** start **

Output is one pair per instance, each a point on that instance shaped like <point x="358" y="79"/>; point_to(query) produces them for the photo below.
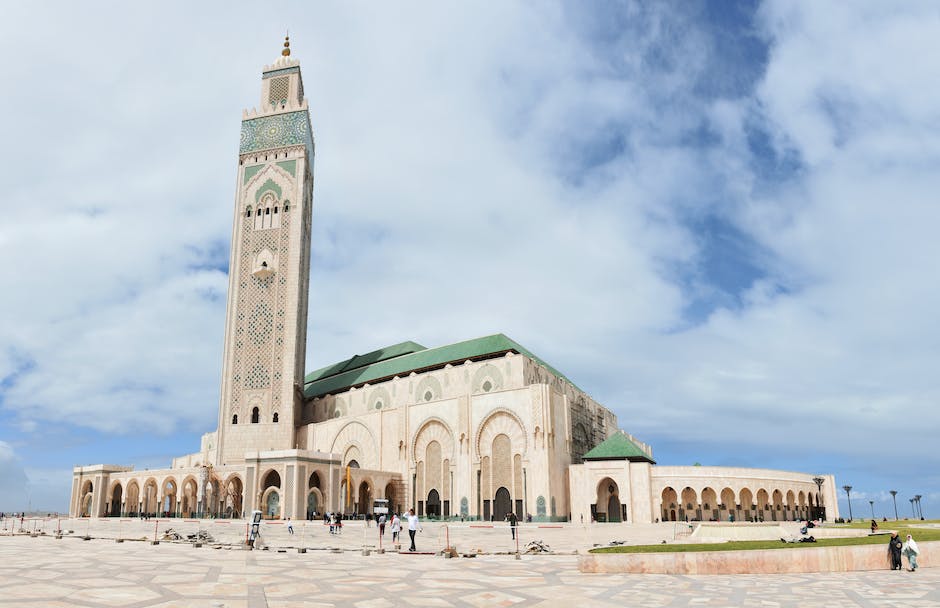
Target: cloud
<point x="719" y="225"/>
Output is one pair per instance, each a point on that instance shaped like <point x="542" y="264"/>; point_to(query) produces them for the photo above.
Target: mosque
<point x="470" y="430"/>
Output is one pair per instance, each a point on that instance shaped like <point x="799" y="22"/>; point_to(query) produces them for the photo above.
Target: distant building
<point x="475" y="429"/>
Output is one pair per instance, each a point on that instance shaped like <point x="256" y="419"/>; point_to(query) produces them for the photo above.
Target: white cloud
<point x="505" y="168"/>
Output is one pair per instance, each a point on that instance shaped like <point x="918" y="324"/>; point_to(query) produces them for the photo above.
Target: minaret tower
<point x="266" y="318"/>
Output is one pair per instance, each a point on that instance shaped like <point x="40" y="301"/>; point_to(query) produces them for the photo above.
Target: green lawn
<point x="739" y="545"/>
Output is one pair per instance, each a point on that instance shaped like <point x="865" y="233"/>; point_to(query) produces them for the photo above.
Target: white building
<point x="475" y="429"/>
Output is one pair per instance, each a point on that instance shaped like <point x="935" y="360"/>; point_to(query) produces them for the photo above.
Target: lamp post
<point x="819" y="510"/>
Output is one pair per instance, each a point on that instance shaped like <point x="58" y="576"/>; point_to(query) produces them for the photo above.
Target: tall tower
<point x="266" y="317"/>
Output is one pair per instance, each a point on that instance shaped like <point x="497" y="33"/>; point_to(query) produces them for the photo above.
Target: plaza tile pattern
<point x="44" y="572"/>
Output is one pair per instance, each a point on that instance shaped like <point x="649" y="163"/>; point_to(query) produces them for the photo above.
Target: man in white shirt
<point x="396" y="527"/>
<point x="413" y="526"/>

** end **
** start **

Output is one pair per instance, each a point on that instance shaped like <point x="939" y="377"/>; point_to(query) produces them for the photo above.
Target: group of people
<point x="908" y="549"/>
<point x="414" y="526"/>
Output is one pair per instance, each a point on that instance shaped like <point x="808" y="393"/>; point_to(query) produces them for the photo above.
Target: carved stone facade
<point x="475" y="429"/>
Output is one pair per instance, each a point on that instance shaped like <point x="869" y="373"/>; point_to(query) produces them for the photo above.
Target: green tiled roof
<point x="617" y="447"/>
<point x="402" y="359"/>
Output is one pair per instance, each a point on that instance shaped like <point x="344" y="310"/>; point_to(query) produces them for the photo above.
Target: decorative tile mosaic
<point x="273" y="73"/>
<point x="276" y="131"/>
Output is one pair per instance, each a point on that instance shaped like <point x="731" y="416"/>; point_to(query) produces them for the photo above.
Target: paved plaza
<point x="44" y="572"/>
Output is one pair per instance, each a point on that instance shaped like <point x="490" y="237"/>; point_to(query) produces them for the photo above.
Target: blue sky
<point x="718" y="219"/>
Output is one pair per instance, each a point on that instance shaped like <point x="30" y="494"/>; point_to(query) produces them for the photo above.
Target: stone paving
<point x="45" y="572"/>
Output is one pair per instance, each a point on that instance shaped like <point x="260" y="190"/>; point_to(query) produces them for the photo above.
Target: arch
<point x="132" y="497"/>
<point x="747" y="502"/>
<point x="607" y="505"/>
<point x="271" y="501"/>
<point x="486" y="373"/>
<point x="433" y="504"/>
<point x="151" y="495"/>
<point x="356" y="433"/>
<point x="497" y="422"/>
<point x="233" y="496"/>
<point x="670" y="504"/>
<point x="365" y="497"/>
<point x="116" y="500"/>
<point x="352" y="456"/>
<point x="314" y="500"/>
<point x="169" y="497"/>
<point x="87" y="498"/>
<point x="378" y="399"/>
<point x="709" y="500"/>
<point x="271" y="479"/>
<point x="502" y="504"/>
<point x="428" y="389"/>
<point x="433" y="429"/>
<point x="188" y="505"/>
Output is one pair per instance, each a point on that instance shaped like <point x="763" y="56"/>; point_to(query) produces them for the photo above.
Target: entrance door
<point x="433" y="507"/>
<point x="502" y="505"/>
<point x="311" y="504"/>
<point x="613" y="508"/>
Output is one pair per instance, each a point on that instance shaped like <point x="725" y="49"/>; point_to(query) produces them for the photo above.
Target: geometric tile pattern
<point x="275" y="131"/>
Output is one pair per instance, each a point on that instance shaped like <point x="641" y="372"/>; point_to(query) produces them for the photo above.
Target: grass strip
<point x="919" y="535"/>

** end **

TO BE DONE
Locate each line in the items above that contains the word "plaza" and copy those lines out in full.

EXPECTED ANSWER
Target: plaza tile pattern
Target: paved plaza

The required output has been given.